EXERCISE INSTRUCTIONS |
Rewrite the part of the Hadoop cluster post between "I am not very" and "masters and slaves.", inclusive, replacing "memory" with "RAM" throughout.

GIVEN PASSAGE |
***
I am not very familiar with hadoop cluster configs and I have recently integrated Apache Nutch with Apache Hadoop and I have crawled data indexed in Solr successfully. I have my master-slave sources as below: 
Master: CPU : 4 cores memory :12G hard disk : 37G 
Slave1 : CPU : 2 cores memory :4G hard disk : 18G 
Slave2: CPU : 2 cores memory :4G hard disk : 16G 
Slave3 : CPU : 2 cores memory :4G hard disk : 16G 
Slave4 : CPU : 4 cores memory :4G hard disk : 50G 
I have configed core-site.xml, mapred-site.xml, hdfs-site.xml, masters and slaves.
***
SUPPLIED DATA |
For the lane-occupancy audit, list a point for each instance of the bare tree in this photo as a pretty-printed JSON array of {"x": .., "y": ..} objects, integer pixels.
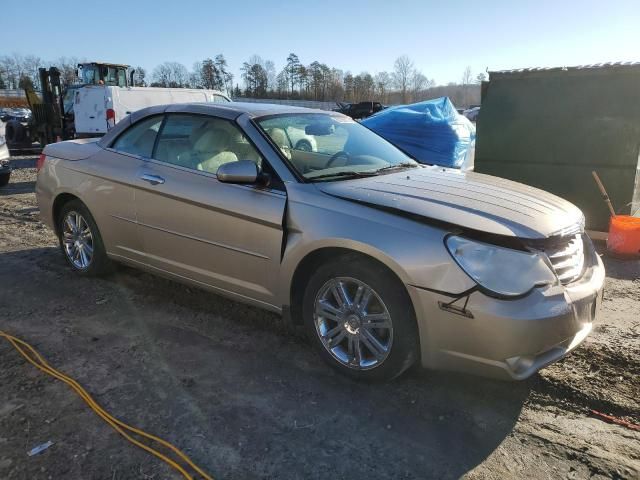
***
THE ANSWER |
I am not very familiar with hadoop cluster configs and I have recently integrated Apache Nutch with Apache Hadoop and I have crawled data indexed in Solr successfully. I have my master-slave sources as below: 
Master: CPU : 4 cores RAM :12G hard disk : 37G 
Slave1 : CPU : 2 cores RAM :4G hard disk : 18G 
Slave2: CPU : 2 cores RAM :4G hard disk : 16G 
Slave3 : CPU : 2 cores RAM :4G hard disk : 16G 
Slave4 : CPU : 4 cores RAM :4G hard disk : 50G 
I have configed core-site.xml, mapred-site.xml, hdfs-site.xml, masters and slaves.